* start Task data *
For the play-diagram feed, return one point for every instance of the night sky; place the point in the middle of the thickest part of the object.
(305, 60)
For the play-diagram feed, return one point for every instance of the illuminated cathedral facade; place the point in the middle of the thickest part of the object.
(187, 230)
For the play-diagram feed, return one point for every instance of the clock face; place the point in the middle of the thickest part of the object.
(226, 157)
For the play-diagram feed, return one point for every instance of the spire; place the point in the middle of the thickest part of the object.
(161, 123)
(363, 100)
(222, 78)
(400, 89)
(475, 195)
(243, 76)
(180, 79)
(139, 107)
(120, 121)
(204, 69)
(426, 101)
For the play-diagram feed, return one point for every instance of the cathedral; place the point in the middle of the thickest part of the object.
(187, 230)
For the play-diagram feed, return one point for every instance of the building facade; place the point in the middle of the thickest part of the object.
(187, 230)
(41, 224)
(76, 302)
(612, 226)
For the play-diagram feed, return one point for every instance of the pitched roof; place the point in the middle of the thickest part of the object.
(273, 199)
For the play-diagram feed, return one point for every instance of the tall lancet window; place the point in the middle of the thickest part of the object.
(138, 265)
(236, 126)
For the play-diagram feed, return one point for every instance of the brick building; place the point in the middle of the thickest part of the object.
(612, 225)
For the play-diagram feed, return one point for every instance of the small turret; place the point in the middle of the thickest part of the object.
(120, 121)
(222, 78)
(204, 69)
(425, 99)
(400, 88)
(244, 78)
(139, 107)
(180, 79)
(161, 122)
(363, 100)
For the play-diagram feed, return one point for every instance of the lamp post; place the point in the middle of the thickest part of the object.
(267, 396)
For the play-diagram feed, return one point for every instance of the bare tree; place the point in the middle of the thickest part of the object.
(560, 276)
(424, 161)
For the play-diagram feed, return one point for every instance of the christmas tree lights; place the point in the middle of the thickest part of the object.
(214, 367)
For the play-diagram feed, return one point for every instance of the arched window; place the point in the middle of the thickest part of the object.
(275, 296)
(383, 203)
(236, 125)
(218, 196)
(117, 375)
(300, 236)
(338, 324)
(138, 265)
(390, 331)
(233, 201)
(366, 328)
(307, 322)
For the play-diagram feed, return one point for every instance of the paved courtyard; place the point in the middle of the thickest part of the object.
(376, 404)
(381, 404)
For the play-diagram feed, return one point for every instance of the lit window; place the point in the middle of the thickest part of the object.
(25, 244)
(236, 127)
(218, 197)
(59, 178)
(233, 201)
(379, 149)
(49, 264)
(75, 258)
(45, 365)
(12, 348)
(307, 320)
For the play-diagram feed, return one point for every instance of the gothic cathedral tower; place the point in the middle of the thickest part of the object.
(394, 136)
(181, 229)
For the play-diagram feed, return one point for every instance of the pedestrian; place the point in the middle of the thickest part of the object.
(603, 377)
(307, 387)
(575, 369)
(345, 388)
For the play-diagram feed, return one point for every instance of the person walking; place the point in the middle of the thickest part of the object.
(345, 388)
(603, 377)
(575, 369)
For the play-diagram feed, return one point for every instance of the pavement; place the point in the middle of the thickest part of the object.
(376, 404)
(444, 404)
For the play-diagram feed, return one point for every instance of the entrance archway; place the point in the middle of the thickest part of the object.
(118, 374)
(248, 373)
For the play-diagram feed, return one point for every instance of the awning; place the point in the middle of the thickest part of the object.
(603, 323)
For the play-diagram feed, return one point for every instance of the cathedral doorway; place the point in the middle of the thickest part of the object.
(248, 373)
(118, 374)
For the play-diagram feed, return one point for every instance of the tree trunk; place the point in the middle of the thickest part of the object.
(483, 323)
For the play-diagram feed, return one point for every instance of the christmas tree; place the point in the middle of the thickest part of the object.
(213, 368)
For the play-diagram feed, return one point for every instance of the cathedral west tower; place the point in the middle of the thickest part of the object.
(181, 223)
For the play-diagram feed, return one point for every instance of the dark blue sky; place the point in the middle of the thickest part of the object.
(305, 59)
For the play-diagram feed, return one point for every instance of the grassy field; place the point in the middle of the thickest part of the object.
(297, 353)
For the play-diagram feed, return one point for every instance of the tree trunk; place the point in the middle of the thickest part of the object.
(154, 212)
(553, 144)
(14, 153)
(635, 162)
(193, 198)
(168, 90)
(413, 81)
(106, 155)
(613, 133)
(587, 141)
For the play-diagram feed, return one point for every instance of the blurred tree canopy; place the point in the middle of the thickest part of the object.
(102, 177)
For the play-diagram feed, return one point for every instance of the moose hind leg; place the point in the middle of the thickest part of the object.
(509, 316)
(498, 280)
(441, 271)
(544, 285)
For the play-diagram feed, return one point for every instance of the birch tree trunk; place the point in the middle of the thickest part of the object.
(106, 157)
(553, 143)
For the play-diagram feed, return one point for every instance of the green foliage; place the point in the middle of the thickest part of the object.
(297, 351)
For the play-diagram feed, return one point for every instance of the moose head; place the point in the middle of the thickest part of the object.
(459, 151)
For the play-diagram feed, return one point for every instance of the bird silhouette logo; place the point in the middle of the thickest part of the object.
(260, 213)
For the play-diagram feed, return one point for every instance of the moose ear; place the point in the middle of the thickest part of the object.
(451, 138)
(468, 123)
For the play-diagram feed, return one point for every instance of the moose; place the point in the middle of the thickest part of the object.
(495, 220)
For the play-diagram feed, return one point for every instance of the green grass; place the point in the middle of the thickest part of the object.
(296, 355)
* end Task data *
Copy the lines from the one containing "the green grass;" through the last line, swapping "thickest part" for "widest part" and changing nothing else.

For the play-diagram feed, return one point for every instance of the green grass; place the point in the middle of the widest part of the object.
(296, 355)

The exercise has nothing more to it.